--- start of PASSAGE PROVIDED ---
Published: Monday 1 June 2015

Chris Adams is an experienced criminal investigator who worked on homicide cases in the Met for many years. Now retired, he is looking for opportunities to work as an investigator on major national inquiries.

Here he describes some of the attributes that anyone looking to become a homicide detective should have.

Ideal skills:

“You need to have a natural interest in investigations, and you need to want to be a detective.

“You also need to have attention to detail, and you need to be able to both elicit information that you want and interpret that information.

“There are detectives who have got what you might call a somewhat natural ability. Or they have got that tenacity, so they are a bit like a dog with a bone. There’s a piece of information. Something. Immediately they will be asking themselves: 'What can I do?' 'Who can I speak to?'

“It’s about not just taking a piece of information at face value when it is given to you. You have to find out a little bit more about it.”

Training:

“To be a detective constable you will undertake an initial detective course – a six week course – where you will learn about case law and will receive in-depth CID training.

“There is also a two or three week exhibits officer course about managing the exhibits system in terms of the computer system, forensics exhibit retrieval, working with crime scene managers to learn how to correctly manage a scene and retrieve evidence as well as how to bag it and secure it.

“The course also covers ensuring integrity of exhibits and continuity of evidence.”

The upsides:

“With homicide you have the time to develop your skills and conduct your enquiries and are not constantly having to think ‘I’ve got a prisoner in the bin for this or that, and then tomorrow I’ve got another job.’

“I think the problem these days with – and I use the term loosely – general detective work is that you have detectives dealing with the everyday assaults, thefts, burglaries and robberies. They have so much to deal with that a lot of the time it’s like a sausage factory.

“With homicide detective work you do get the time to devote to it, and that will definitely enhance your skills. You are dealing with very serious offences and sometimes very interesting ones, and you do need to think a little bit more about what has happened rather than just trying to get a statement and trying to get a decision from CPS.
--- end of PASSAGE PROVIDED ---
▶ _TASK REQUIREMENTS_: Pick up the interview on becoming a homicide detective right after its final sentence and continue it.
--- start of ENTRIES ---
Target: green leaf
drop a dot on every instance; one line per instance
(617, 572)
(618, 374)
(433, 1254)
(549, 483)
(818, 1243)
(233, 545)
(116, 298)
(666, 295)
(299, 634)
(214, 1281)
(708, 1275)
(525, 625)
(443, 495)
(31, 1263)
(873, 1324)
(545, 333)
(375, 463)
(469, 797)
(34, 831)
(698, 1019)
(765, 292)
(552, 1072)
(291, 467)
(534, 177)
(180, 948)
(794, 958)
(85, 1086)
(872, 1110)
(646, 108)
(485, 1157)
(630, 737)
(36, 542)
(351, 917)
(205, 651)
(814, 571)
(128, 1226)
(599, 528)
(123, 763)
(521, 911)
--- end of ENTRIES ---
▶ _EXERCISE RESPONSE_:
“You are working as part of team, feeding off each other. It could be that you are the person who is responsible for finding that one piece of information that then sort of snowballs into being the key piece of evidence.

“Of course, the main reward is getting a conviction in court and getting that person locked up. No sentence, irrespective of how long it is, will ever make up for loss of a loved one, but it does bring a certain amount of closure.

“It is massively satisfying when you get to end of an investigation that you’ve worked really hard on and you get a guilty verdict and a conviction. You get a massive sense of satisfaction.”

Challenges:

“Sometimes the hours can be very long and unsociable. You can be seeing and hearing things that are very difficult to see and hear for lot of people, and seeing scenes you won’t necessarily want to see.

“You’ll be sat in rooms and sat across interview tables with people you really don’t want to be being nice to, but you have to be.

“Thankfully, as the conviction and detection rate in London proves, there are not that many jobs where you get negative results, but sometimes that can happen and it can be demoralising. But all in all I never felt there was that much of a downside to working in the murder team.”

A word to the wise:

“I would say if you decide this is the line of work you want to go into, you need to do everything proactively that you can to put yourself forward. Now that I’ve left the police service and I’m looking for another job, I call it networking, but we would have never called it networking in the police service. However, you have to put yourself forward.

“If you’re interested in the murder command, let people know. Go and speak to the murder command. Ask if you can come and do an attachment with them.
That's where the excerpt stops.